Goal of the exercise: Pick out all lines of the entries that include the word "pixel" and copy them.

Material supplied:
————

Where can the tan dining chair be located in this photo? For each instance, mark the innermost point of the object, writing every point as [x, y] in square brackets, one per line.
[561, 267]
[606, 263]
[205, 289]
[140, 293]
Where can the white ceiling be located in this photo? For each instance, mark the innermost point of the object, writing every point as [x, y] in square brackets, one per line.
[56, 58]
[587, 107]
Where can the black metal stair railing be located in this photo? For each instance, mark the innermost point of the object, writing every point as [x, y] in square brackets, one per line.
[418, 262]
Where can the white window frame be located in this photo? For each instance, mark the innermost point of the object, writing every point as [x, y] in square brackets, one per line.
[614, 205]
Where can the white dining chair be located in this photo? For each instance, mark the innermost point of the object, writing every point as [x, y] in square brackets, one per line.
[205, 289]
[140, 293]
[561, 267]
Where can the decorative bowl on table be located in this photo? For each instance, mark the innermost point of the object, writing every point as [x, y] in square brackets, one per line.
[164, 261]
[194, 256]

————

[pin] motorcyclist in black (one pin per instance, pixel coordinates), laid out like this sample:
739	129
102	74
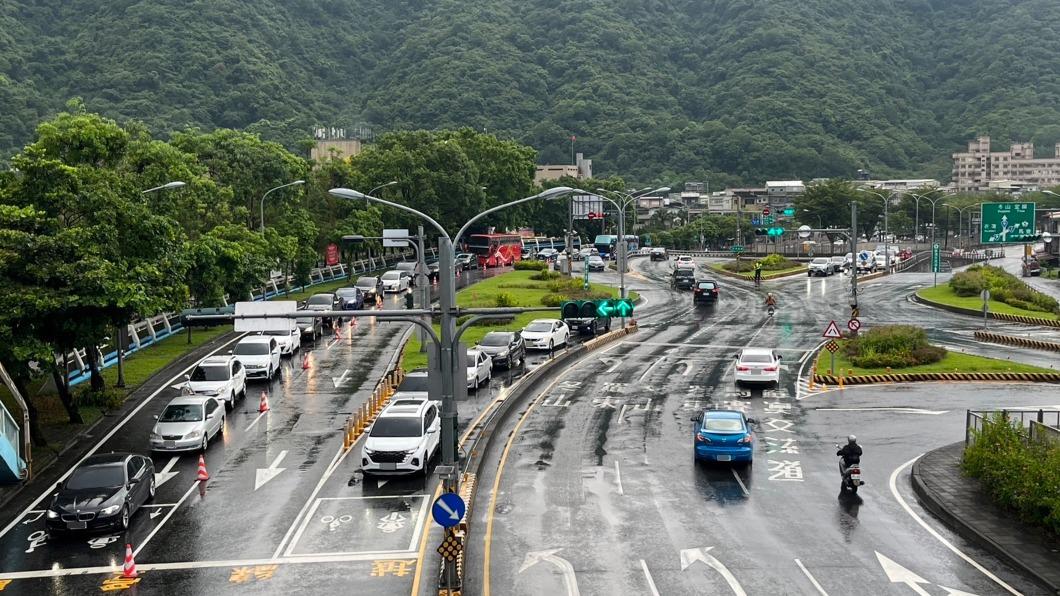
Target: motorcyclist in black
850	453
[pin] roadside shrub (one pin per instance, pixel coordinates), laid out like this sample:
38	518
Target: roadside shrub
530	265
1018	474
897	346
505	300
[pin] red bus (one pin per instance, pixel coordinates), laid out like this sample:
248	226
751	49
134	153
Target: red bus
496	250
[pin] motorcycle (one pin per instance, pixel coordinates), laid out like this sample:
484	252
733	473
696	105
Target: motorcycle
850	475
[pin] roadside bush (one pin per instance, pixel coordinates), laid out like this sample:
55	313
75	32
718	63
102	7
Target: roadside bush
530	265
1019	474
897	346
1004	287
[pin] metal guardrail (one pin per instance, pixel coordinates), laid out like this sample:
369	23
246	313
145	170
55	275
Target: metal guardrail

————

Task result:
[pin] motorcyclist in black (one pin per instance, pixel coordinates), laid out like this sample:
[pin] roadside shrub (one pin per instance, pixel coordinates), laid out like this sample:
[pin] red bus (one pin per instance, pixel coordinates), laid out like this sample:
[pin] motorcycle (one pin per instance, pixel coordinates), laid out like this sample:
[pin] roadside bush (one pin per instance, pixel coordinates), laid out like this sample:
[pin] metal guardrail (one pin per instance, pixel coordinates), laid out like this sample:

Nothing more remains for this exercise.